» **PROBLEM DESCRIPTION**: Rewrite the rows starting at the line containing "like [169, 350]." and ending at the last row, changing "wide-brim straw hat" to "wide-brim sun hat" and keeping everything else the same.
-- START --
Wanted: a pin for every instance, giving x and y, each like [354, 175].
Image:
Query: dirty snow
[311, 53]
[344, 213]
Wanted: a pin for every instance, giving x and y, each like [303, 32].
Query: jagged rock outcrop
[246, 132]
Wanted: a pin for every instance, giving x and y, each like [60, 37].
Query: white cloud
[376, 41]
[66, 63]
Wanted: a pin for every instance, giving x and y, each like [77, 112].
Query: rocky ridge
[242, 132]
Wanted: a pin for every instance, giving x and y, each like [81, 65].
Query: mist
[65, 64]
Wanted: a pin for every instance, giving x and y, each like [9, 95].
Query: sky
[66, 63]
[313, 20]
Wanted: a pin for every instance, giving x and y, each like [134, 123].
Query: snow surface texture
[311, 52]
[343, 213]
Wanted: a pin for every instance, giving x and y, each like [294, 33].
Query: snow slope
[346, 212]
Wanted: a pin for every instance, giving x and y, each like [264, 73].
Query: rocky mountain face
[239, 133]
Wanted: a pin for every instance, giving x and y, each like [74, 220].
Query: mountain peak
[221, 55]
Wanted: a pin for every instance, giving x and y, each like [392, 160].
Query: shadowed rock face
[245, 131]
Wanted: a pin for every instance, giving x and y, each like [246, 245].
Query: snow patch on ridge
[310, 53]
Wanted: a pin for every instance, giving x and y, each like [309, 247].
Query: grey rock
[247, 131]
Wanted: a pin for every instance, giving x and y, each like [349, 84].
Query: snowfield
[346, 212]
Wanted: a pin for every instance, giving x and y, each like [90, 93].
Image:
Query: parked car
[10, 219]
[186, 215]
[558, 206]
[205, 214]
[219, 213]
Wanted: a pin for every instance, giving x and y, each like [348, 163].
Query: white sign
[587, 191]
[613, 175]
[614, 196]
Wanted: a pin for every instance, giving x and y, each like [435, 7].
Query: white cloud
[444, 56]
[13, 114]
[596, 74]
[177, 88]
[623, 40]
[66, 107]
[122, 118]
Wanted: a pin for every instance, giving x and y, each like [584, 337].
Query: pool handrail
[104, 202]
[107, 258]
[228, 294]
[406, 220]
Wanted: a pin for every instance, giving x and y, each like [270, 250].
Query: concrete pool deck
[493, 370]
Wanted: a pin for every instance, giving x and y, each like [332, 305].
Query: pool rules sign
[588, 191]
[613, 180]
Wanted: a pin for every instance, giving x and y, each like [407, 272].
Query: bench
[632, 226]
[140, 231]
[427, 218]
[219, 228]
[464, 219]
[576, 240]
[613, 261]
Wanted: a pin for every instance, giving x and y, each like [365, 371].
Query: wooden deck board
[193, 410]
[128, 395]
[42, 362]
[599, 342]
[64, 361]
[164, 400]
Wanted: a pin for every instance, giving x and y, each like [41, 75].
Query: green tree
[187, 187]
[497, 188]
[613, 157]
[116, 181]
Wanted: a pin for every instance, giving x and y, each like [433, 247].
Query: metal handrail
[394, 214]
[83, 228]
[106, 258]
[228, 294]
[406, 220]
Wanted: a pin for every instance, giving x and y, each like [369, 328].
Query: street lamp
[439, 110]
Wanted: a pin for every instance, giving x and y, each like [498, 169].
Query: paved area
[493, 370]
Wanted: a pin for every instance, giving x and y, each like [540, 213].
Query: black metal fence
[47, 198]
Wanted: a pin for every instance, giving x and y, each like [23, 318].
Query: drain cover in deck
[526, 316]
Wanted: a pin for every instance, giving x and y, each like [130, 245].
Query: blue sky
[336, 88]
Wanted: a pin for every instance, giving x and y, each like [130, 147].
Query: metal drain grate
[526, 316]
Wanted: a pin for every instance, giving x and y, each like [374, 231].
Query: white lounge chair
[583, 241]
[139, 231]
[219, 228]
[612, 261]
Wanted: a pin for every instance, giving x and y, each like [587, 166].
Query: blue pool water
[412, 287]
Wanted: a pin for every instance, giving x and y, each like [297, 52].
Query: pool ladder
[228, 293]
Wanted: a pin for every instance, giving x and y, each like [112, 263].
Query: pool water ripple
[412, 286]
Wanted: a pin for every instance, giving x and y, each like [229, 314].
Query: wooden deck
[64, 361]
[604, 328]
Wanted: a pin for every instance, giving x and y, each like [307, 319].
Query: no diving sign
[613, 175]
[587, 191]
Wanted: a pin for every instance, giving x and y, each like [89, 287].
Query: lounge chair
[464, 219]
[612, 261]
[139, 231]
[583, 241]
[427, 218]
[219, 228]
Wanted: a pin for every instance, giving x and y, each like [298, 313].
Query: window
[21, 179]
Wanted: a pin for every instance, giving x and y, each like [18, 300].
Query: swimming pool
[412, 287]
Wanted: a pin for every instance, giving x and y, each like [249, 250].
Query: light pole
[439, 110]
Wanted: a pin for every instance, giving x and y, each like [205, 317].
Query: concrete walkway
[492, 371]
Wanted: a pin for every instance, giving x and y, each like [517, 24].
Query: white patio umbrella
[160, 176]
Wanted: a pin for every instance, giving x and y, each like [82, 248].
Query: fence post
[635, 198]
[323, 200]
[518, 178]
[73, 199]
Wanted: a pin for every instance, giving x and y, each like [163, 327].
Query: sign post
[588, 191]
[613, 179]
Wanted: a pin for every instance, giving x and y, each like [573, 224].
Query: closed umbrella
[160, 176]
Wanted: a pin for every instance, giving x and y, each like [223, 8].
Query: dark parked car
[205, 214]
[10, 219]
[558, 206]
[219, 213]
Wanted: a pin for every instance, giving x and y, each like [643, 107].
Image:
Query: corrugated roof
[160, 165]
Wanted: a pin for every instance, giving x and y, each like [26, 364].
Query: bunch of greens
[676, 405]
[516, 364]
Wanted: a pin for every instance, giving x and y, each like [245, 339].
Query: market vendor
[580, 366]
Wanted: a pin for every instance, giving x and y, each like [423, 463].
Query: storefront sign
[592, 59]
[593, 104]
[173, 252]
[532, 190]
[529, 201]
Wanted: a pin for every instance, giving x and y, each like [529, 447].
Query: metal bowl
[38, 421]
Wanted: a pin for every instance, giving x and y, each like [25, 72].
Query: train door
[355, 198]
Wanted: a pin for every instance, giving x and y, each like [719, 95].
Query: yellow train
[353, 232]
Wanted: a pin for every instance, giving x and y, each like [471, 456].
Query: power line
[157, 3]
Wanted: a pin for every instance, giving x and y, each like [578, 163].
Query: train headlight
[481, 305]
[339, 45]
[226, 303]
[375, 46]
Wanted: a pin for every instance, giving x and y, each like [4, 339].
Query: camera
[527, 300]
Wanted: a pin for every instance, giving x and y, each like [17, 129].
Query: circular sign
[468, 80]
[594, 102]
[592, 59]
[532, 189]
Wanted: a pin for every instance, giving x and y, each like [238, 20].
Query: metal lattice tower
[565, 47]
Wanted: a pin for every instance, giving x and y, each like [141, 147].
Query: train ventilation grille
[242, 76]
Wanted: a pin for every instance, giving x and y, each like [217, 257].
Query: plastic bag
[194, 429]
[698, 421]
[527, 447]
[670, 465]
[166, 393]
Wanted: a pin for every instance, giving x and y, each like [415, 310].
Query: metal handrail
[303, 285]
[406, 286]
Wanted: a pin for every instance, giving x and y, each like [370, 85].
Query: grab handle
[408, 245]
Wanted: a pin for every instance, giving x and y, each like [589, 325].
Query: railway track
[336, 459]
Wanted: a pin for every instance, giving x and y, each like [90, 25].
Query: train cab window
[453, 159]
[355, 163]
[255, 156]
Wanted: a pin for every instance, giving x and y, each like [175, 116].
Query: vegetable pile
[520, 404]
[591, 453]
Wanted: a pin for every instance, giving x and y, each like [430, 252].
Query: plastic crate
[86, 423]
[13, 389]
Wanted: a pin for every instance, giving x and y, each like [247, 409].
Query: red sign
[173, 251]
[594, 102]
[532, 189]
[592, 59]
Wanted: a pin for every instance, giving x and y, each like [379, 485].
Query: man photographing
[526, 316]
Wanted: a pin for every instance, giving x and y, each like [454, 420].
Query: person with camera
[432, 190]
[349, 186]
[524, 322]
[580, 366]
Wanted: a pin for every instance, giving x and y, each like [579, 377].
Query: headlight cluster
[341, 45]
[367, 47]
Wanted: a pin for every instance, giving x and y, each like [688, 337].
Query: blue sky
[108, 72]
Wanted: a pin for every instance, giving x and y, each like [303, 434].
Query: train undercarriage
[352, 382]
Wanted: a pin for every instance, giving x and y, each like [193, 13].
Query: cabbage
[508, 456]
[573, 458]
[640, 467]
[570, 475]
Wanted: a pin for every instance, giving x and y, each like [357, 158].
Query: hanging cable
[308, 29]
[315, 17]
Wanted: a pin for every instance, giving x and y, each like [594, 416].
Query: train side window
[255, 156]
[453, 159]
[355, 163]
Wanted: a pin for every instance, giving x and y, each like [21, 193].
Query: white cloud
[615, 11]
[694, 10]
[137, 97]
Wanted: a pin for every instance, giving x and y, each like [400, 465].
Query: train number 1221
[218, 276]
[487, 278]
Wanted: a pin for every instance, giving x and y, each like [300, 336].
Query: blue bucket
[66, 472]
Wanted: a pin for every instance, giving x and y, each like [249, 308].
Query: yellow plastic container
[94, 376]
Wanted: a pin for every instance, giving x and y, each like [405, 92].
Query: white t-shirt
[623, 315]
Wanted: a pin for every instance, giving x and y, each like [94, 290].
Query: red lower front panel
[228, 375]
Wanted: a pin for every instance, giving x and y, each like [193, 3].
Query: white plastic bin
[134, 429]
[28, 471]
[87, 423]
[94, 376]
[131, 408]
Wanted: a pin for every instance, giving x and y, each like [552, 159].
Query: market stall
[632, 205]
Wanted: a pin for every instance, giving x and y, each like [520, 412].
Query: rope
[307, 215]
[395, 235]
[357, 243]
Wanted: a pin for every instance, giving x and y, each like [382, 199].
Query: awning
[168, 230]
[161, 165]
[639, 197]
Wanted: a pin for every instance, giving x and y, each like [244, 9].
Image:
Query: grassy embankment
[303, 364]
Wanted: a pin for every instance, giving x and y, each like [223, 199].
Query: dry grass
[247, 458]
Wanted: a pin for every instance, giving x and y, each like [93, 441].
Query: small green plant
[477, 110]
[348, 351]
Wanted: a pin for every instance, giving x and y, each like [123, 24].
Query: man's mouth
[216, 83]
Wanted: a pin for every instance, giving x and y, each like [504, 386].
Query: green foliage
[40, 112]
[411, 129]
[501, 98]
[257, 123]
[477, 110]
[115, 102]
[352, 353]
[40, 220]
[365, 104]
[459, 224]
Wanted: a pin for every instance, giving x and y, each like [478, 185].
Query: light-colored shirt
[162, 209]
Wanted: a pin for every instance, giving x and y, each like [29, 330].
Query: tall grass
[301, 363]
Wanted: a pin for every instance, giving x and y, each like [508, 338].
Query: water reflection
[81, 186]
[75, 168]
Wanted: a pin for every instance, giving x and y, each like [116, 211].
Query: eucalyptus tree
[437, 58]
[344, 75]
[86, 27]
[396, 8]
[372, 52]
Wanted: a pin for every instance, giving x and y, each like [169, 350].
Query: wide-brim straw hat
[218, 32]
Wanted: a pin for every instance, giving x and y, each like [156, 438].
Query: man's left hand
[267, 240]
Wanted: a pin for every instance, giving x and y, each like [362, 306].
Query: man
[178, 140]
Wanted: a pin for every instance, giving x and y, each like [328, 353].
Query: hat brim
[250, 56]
-- END --
» **SOLUTION TO THE EXERCISE**:
Wanted: a pin for every instance, giving x and y, each like [169, 350].
Query: wide-brim sun hat
[218, 32]
Wanted: a pin for every instance, giving x and y, each like [156, 438].
Query: man's left hand
[267, 240]
Wanted: a pin for every instance, giving x and y, each like [362, 306].
Query: man
[178, 140]
Wanted: a pin for every instance, giving x and y, each like [328, 353].
Query: hat brim
[250, 56]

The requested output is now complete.